No distinction is made in Maryland between proper and improper promises. A bona fide promise to assist a suspect in return for his or her assistance in investigating or prosecuting a crime is treated the same as an empty, misleading, or deceptive promise. All promises are suspect, no matter what benefits they bestow or how earnestly they are sought by the accused. This is unfortunate for the State, the accused, and the administration of justice. It discourages police from offering a benefit and prevents the defendant from receiving one. It needlessly hampers investigation and ultimately suppresses evidence critical to any decision judge or jury must make as to guilt or innocence.
Both the untrustworthiness and the involuntariness of such statements have been cited as justification for this rule. Winder v. State, 362 Md. 275, 306, 765 A.2d 97 (2001); Ball, 347 Md. at 175, 699 A.2d 1170; Reynolds v. State, 327 Md. 494, 505, 610 A.2d 782 (1992); Hoey v. State, 311 Md. 473, 483, 536 A.2d 622 (1988); Wright v. State, 307 Md. 552, 580, 515 A.2d 1157 (1986); Hillard v. State, 286 Md. 145, 151, 406 A.2d 415 (1979). There is of course an important distinction between *475the two rationales. A statement can be involuntary but trustworthy or, obversely, untrustworthy but voluntary.

## EXTRACTED MATERIAL
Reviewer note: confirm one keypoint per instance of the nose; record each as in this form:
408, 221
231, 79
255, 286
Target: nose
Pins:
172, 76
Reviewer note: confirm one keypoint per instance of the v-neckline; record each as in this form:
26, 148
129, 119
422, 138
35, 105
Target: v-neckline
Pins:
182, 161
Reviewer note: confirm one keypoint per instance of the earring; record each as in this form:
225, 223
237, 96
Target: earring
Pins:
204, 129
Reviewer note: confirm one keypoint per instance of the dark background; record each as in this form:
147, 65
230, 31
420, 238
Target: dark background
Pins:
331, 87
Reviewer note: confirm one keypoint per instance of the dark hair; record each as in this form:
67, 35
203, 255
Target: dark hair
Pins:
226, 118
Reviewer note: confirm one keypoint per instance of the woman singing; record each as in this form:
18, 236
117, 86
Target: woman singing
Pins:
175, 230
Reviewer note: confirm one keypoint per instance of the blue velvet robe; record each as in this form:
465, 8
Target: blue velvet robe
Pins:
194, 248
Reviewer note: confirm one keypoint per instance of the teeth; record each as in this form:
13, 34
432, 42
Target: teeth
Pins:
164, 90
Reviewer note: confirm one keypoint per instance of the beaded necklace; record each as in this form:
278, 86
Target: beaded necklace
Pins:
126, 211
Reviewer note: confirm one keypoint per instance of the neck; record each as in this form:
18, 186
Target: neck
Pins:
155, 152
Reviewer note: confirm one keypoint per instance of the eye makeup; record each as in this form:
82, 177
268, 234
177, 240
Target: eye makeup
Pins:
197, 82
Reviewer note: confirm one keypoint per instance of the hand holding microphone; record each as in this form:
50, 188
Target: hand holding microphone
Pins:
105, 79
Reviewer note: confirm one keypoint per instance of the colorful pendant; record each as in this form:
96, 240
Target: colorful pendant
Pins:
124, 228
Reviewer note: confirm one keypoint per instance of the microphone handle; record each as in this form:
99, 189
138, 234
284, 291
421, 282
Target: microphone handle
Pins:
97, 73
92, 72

## GIVEN EXERCISE 1
Answer these questions about the text on promises to suspects:
(a) How does Maryland treat a bona fide promise to assist a suspect compared with an empty, misleading, or deceptive promise?
(b) Which two grounds have been cited as justification for the rule?
(c) What two combinations of voluntariness and trustworthiness does the text say a statement can have?
## GIVEN EXERCISE 2
Reproduce the portion of the text on promises to suspects starting at "No distinction is" and ending at "guilt or innocence.".
## GIVEN EXERCISE 3
List every case the text on promises to suspects cites by name.
The records have no role in any of this work.

## OUTPUT 1
(a) It treats them the same.
(b) The untrustworthiness and the involuntariness of such statements.
(c) A statement can be involuntary but trustworthy or untrustworthy but voluntary.

## OUTPUT 2
No distinction is made in Maryland between proper and improper promises. A bona fide promise to assist a suspect in return for his or her assistance in investigating or prosecuting a crime is treated the same as an empty, misleading, or deceptive promise. All promises are suspect, no matter what benefits they bestow or how earnestly they are sought by the accused. This is unfortunate for the State, the accused, and the administration of justice. It discourages police from offering a benefit and prevents the defendant from receiving one. It needlessly hampers investigation and ultimately suppresses evidence critical to any decision judge or jury must make as to guilt or innocence.

## OUTPUT 3
Winder v. State
Ball
Reynolds v. State
Hoey v. State
Wright v. State
Hillard v. State